• Exercise goal
Collect every line in the entries below that contains the string "roof", copying each such line in full. Matching is case-sensitive.

• Task input
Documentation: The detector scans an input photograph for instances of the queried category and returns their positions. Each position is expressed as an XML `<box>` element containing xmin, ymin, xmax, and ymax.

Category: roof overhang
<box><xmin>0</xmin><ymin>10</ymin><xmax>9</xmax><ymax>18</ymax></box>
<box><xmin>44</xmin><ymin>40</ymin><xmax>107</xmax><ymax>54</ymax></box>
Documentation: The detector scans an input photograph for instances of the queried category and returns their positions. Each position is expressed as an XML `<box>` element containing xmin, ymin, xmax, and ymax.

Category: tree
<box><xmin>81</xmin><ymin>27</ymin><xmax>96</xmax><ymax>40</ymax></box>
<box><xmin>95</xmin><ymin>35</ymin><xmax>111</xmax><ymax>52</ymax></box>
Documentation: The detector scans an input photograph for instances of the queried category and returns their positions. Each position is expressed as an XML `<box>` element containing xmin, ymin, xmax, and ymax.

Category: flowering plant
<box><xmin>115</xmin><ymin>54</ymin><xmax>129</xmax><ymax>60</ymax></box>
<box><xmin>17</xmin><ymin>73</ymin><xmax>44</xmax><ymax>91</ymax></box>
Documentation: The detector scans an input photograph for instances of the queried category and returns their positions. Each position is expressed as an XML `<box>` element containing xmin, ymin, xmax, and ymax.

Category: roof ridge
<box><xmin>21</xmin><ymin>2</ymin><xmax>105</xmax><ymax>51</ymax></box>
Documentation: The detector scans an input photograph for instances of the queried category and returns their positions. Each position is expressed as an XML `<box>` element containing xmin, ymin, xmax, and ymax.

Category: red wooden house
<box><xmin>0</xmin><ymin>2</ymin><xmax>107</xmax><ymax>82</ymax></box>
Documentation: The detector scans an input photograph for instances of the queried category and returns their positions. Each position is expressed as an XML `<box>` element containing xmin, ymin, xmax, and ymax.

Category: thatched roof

• Task solution
Category: roof overhang
Category: roof ridge
Category: thatched roof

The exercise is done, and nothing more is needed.